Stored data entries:

○ ○ ○ ○ ○

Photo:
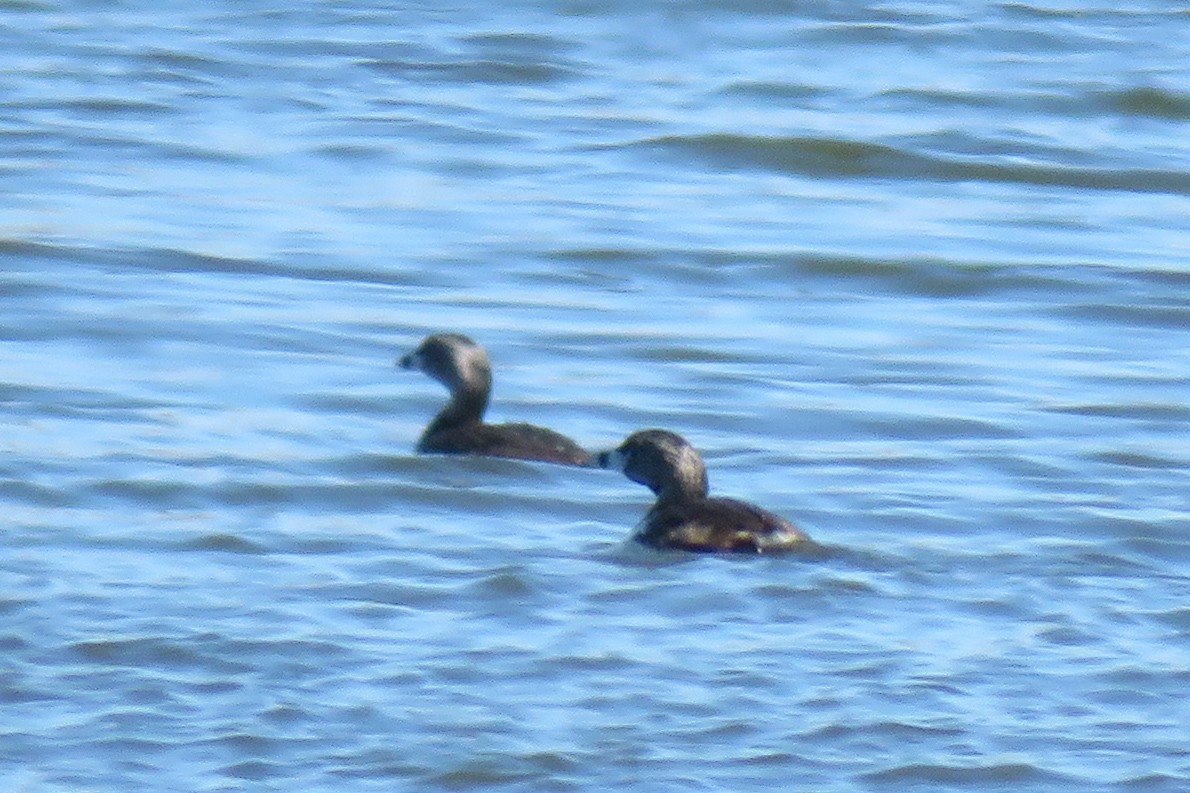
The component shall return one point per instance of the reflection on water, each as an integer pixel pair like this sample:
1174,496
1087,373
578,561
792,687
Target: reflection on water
910,276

○ ○ ○ ○ ○

TRY IT. Each line of the data above must be reproduced as written. Skip the pictures.

YOUR RESPONSE.
Photo:
The component shall return one point per instance of the reflection on water, each as an integer pixel pair like this sample:
1174,496
1087,373
578,561
792,687
Target: reflection on water
910,276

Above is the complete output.